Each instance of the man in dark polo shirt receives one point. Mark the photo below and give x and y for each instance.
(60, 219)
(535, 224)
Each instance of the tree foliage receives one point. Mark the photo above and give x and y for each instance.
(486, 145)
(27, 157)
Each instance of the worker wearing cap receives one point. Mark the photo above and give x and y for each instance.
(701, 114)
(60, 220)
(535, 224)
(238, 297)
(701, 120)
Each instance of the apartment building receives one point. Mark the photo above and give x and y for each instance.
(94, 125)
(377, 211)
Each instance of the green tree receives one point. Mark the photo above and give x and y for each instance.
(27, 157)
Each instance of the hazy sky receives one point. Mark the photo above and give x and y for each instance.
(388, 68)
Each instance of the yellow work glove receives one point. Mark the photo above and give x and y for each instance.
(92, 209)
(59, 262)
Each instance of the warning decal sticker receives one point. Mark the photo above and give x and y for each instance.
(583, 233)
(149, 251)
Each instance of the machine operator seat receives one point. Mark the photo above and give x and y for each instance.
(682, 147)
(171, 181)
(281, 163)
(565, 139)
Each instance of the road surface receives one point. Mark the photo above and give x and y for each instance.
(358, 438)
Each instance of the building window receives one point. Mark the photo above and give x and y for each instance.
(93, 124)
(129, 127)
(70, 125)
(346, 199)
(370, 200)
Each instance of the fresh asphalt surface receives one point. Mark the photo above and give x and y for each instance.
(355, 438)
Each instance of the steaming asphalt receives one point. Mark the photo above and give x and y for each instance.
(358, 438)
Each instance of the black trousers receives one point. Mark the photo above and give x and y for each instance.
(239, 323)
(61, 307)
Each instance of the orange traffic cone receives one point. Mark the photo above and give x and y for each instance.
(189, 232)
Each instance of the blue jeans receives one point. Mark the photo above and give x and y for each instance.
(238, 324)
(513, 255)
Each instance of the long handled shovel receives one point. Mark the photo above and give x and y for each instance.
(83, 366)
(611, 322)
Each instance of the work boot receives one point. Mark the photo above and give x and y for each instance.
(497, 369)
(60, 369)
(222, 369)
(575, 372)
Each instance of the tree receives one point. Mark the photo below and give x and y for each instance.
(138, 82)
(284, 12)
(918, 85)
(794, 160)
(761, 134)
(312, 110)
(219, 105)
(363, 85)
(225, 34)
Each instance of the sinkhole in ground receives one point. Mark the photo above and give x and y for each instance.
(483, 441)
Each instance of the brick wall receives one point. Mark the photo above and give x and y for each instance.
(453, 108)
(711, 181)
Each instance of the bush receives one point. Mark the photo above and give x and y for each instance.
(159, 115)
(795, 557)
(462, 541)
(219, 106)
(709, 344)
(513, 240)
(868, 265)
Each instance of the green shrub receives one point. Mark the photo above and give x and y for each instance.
════
| Problem details |
Repeat the data in its entirety, word for word.

| Solution to the exercise |
Each instance of the man in dark polo shirt receives one point. Mark the photo below and give x and y for each instance.
(60, 219)
(535, 224)
Each instance of the tree foliage receives one point. Mark the photo above and give x and y for each instance.
(486, 145)
(27, 157)
Each instance of the worker wearing cap receives one point. Mark the photo above and give x and y for each instance.
(701, 114)
(60, 220)
(535, 224)
(238, 297)
(701, 120)
Each instance of the apartment building receives one point. Mark the photo above and give x and y for each instance.
(94, 125)
(377, 211)
Each instance of the green tree receives one point. Mark the photo above and give x and y for each instance.
(27, 157)
Each instance of the hazy sky receives one point. Mark the photo above and give x and y for each instance.
(388, 68)
Each instance of the yellow work glove receives one point. Mark the photo above and give x and y for each instance.
(92, 209)
(59, 262)
Each instance of the warning decal sticker receives one point. Mark the photo above and give x and y for each instance.
(583, 233)
(149, 251)
Each instance of the machine operator seat receives one point. Mark the photo above and give x and y for each instance.
(682, 147)
(171, 181)
(281, 163)
(565, 139)
Each instance of the road surface receives one point. Mark the photo above and give x and y for each instance.
(358, 438)
Each instance of the building window receives one point. Mark the photo above and give x and y for each instance.
(93, 124)
(129, 127)
(70, 125)
(346, 199)
(370, 200)
Each instance of the fresh asphalt surface receives one point. Mark the photo above and give x and y for each instance.
(355, 438)
Each instance of the steaming asphalt receives one point. Mark the photo above and give x and y for each instance.
(358, 438)
Each instance of the black trousers receives one point. Mark the photo above and give x and y for each instance.
(239, 323)
(61, 307)
Each instance of the orange traffic cone receives one point. Mark the photo above and give x and y for each instance.
(189, 232)
Each instance of the blue jeans receives one point. Mark the photo above and give x and y for each instance.
(238, 324)
(513, 255)
Each instance of the long handled shovel receives one point. Mark the photo above and give x and y for each instance.
(83, 366)
(611, 322)
Each instance of the work boot receives one point. Mark the photo above and give x and y for each instance.
(497, 369)
(60, 369)
(222, 369)
(575, 372)
Each instance of the tree receives one point. Mark the photo below and give x and y for each instance.
(138, 82)
(284, 12)
(918, 85)
(794, 160)
(761, 134)
(312, 110)
(219, 105)
(363, 85)
(225, 34)
Each instance of the sinkhole in ground receives one point. Mark the photo above and give x and y for each instance.
(483, 441)
Each instance of the brick wall receives one point. Mark the photo above and give x and y for each instance.
(453, 108)
(711, 181)
Each instance of the bush receives one point. Mark the photo above and give x and y for each instance.
(159, 115)
(795, 557)
(462, 541)
(219, 106)
(709, 344)
(513, 240)
(868, 265)
Each instance of the green shrub receives one point. Mark the photo above and give x and y for each instance.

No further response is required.